begin Material provided

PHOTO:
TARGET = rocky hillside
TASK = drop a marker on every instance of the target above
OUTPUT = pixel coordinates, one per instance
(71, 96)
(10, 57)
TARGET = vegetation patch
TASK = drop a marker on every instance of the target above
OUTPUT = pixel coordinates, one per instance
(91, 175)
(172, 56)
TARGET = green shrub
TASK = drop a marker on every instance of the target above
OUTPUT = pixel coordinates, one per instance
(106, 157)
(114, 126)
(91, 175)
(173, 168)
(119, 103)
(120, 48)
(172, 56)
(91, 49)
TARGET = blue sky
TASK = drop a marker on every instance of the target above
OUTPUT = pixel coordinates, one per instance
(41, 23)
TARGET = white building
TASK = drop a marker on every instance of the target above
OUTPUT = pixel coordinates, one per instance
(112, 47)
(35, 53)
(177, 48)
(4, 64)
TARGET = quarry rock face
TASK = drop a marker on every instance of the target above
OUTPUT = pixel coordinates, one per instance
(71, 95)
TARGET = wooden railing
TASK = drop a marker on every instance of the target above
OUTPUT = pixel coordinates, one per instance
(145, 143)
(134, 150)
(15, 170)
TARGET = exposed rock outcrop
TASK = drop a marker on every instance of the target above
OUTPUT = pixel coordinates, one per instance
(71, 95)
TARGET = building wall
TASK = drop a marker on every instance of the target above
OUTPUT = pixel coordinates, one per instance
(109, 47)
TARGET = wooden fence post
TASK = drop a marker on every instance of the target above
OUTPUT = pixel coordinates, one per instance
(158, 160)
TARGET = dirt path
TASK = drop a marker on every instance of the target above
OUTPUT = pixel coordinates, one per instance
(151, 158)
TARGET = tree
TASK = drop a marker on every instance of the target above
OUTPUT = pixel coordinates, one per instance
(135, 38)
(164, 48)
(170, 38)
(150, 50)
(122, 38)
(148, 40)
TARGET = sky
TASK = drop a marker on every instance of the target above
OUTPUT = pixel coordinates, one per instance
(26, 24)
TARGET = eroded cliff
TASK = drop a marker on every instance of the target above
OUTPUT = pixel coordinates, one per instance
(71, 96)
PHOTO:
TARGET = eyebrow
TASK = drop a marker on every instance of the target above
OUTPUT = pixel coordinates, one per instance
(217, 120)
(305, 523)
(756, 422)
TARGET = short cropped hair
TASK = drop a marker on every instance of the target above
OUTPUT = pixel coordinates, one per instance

end Material provided

Exact repetition is required for the lines from the one that contains "TARGET = dirt path" through the final line; leave out everything else.

TARGET = dirt path
TASK = drop a marker on every instance of the target above
OUTPUT = pixel coordinates, one per instance
(151, 158)
TARGET = tree
TASK = drop a marker on every instance of the target above
OUTPUT = pixel coordinates, one per instance
(135, 38)
(164, 48)
(170, 38)
(150, 50)
(122, 38)
(148, 40)
TARGET = sky
TASK = drop a marker on every instance of the target above
OUTPUT = pixel coordinates, one per instance
(26, 24)
TARGET = eroded cliff
TASK = drop a marker on every instance of the target above
OUTPUT = pixel coordinates, one per instance
(71, 96)
PHOTO:
TARGET = eyebrow
TASK = drop a marker on every instance of the target above
OUTPUT = pixel coordinates, one per instance
(217, 120)
(305, 523)
(756, 422)
TARGET = short cropped hair
TASK = drop a marker on every instance of the target above
OUTPUT = pixel coordinates, one per instance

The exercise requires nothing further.